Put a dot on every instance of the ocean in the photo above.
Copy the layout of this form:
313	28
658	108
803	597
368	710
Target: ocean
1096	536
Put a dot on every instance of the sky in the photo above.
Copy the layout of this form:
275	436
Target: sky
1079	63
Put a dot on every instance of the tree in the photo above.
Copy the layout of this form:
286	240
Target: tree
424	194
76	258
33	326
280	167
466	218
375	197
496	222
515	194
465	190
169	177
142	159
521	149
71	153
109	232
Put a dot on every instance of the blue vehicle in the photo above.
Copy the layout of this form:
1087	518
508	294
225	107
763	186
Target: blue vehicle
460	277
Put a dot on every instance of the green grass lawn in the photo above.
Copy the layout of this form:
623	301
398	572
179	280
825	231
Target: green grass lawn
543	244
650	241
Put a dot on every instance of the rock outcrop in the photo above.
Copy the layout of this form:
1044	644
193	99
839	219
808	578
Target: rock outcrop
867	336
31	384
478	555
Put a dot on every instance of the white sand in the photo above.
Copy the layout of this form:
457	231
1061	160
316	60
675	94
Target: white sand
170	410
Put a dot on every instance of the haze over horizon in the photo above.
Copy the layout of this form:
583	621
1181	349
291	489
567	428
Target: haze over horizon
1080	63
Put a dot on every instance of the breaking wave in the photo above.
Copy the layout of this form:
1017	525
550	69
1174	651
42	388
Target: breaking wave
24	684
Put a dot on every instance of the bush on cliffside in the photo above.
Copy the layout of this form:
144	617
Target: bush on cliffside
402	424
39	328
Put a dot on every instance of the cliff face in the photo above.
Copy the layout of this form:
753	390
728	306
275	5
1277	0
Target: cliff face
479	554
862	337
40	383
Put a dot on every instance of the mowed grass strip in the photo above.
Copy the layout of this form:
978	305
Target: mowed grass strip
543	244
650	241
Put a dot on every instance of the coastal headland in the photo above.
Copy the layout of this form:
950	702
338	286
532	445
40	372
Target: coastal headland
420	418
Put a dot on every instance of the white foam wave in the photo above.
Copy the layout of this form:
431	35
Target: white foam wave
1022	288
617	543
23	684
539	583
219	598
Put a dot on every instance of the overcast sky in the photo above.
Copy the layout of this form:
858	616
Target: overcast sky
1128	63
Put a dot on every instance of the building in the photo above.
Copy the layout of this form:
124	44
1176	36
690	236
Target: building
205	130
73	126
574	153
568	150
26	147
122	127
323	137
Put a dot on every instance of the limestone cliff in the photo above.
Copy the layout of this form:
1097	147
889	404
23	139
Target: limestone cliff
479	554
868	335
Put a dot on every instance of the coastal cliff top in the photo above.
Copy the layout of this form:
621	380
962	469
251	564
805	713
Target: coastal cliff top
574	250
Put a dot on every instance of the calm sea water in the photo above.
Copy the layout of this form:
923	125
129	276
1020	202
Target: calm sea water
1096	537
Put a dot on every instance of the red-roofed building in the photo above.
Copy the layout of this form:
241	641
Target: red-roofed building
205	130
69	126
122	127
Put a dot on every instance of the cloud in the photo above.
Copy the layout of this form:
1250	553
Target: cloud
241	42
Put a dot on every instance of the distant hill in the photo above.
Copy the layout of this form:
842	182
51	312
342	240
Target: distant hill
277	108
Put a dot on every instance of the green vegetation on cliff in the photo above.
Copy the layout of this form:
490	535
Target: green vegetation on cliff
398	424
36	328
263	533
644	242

PROBLEM TO SOLVE: Your answer must be the complete data, repeated word for word.

YOUR SOLUTION:
Put a dot on every instance of the ocean in the photo above.
Copy the layout of this form:
313	28
658	108
803	597
368	710
Target: ocean
1096	536
Put a dot on every instance of the sky in the photo above.
Copy the layout of this form:
275	436
Target: sky
1079	63
Put a dot on every instance of the tree in the photo above.
Copy the layout of this form:
286	240
Target: tree
424	194
76	258
33	326
280	167
466	218
375	197
496	222
515	194
465	190
169	177
142	159
521	149
71	153
109	232
Put a dot on every instance of the blue vehicle in the photo above.
Copy the layout of this form:
1087	518
508	294
225	107
763	186
Target: blue vehicle
460	277
Put a dot on every instance of the green grass lawn in the photo above.
Copy the layout of this form:
623	301
398	572
179	280
825	231
Target: green grass lawn
543	244
650	241
Put a dot on every instance of the rock outcrop in the photo above.
Copy the layout of this form:
1044	644
193	99
839	219
808	578
Target: rock outcrop
867	336
31	384
478	555
Put a dot on every instance of the white sand in the photo above.
Copy the layout of this form:
457	231
1061	160
316	60
675	94
Target: white sand
170	410
Put a dot on every instance of the haze over horizon in the photo above.
Copy the layout of this form:
583	621
1181	349
291	489
567	428
Target: haze over horizon
1080	63
Put a dot on every instance of the breaking wave in the photo above.
Copy the layout of this form:
1017	525
550	69
1174	651
42	388
Target: breaking wave
24	684
Put a dot on every instance of the bush on cliffside in the photo above.
Copy the layout of this form:
144	617
Target: bush on cliffside
402	424
39	328
Put a dot on every instance of the cliff face in the photo above.
Copy the layout of this form:
753	390
728	306
275	5
1277	0
Target: cliff face
479	554
862	337
40	383
Put a dot on every instance of the mowed grass strip in the photo above.
Copy the layout of this form:
978	305
Target: mowed grass strip
543	244
650	241
Put a dot on every instance of the coastal headland in the photo above.
Copy the layout of this form:
950	702
338	286
532	445
40	372
Target: coastal headland
420	418
Put a dot on every instance of the white foam wave in the photo above.
Copy the layout of this form:
431	35
Target: white foam wave
1022	288
617	543
23	684
539	583
219	598
Put a dot on every instance of the overcast sky in the photo above.
Copy the layout of this form:
858	616
Target: overcast sky
1128	63
Put a dot on every instance of the building in the photo above.
Copy the layout of this form:
124	44
1176	36
690	236
Target: building
205	130
73	126
574	153
568	150
26	147
122	127
323	137
Put a dot on every instance of the limestone cliff in the photo above.
Copy the layout of this form:
1097	147
889	404
23	139
Target: limestone cliff
479	554
868	335
Put a dot on every instance of the coastal cliff top in the photo above.
Copy the layout of this form:
621	380
962	469
251	564
805	713
Target: coastal cliff top
574	250
Put a dot on every instance of the calm sea water in the photo above.
Copy the layout of this form:
923	125
129	276
1020	202
Target: calm sea water
1096	537
Put a dot on every instance of the red-roofed building in the photo above.
Copy the layout of this form:
241	641
Target: red-roofed building
205	130
69	126
122	127
Put a dot on every instance of the cloud in the photo above.
Copy the layout of this form:
1250	553
Target: cloud
241	42
Put a dot on every instance of the distant hill in the photo above.
Copy the layout of this form:
842	182
51	312
342	240
Target: distant hill
277	108
Put a dot on every instance of the green vegetation on cliff in the photo above.
Copy the layout of this form:
490	535
Target: green vegetation on cliff
398	424
36	328
263	533
644	242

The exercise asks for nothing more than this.